Task instructions. Write the data out again, matching every line exactly.

The records.

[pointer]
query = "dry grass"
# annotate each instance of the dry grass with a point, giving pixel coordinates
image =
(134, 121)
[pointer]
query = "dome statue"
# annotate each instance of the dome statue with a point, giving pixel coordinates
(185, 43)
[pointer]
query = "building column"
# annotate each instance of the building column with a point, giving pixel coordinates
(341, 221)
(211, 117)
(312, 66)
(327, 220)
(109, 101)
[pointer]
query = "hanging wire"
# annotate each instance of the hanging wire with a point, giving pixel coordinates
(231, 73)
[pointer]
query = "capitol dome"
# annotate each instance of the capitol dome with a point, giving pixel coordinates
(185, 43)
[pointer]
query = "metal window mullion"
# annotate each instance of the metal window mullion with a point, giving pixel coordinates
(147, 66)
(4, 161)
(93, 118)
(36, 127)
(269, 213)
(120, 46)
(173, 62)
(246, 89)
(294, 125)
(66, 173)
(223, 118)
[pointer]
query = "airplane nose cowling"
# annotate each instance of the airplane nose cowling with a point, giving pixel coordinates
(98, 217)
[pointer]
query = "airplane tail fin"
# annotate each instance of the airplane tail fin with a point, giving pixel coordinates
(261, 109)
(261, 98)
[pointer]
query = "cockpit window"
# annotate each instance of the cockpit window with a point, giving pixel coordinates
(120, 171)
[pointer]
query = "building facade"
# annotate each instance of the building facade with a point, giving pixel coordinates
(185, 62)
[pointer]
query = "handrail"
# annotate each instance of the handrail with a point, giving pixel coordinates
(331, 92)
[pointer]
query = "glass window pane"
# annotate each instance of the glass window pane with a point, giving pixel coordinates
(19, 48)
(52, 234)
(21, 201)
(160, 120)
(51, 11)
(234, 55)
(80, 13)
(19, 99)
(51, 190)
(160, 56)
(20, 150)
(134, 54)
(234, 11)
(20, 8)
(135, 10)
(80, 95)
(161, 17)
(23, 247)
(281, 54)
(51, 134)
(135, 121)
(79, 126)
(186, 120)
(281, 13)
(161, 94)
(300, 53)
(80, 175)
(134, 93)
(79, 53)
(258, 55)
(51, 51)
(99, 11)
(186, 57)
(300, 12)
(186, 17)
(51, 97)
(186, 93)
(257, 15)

Answer to this exercise.
[pointer]
query = "dry grass"
# annotate each instance of the dry grass with a point, giving pixel coordinates
image =
(134, 121)
[pointer]
query = "dome statue"
# annotate each instance of the dome statue with a point, giving pixel coordinates
(185, 43)
[pointer]
query = "building column"
# annotate each instance of the building column with a point, giving pixel coordinates
(341, 221)
(211, 117)
(312, 66)
(327, 220)
(109, 101)
[pointer]
query = "hanging wire"
# annotate each instance of the hanging wire with a point, giving pixel coordinates
(231, 73)
[pointer]
query = "capitol dome"
# annotate each instance of the capitol dome with a point, giving pixel coordinates
(185, 43)
[pointer]
query = "metal window mullion"
# annotate each instance of the metal window mullion with a point, giving pixel coordinates
(147, 66)
(4, 161)
(93, 118)
(36, 127)
(269, 213)
(120, 46)
(173, 62)
(246, 89)
(294, 125)
(66, 173)
(223, 118)
[pointer]
query = "airplane nose cowling"
# annotate each instance of the airplane nose cowling with a point, giving pixel coordinates
(98, 217)
[pointer]
query = "airplane tail fin"
# annotate each instance of the airplane tail fin with a point, giving pixel coordinates
(261, 109)
(261, 98)
[pointer]
query = "cockpit window"
# annotate each instance of the cockpit window with a point, giving pixel coordinates
(120, 171)
[pointer]
query = "building facade"
# annotate each instance of the building facade with a point, giving pixel coordinates
(185, 62)
[pointer]
query = "handrail"
# annotate each instance of the handrail with a point, giving pixel coordinates
(331, 92)
[pointer]
query = "glass window pane"
# annotate each instance of the glass window pane with a point, giving pixel coordinates
(19, 48)
(52, 234)
(21, 201)
(160, 120)
(51, 11)
(234, 55)
(80, 13)
(19, 99)
(51, 190)
(160, 56)
(20, 150)
(134, 54)
(234, 11)
(20, 8)
(135, 10)
(80, 95)
(161, 17)
(23, 247)
(281, 54)
(51, 134)
(135, 121)
(79, 126)
(186, 120)
(281, 13)
(161, 94)
(300, 53)
(80, 175)
(134, 93)
(79, 53)
(258, 55)
(51, 51)
(99, 11)
(186, 57)
(300, 12)
(186, 17)
(51, 97)
(186, 93)
(257, 15)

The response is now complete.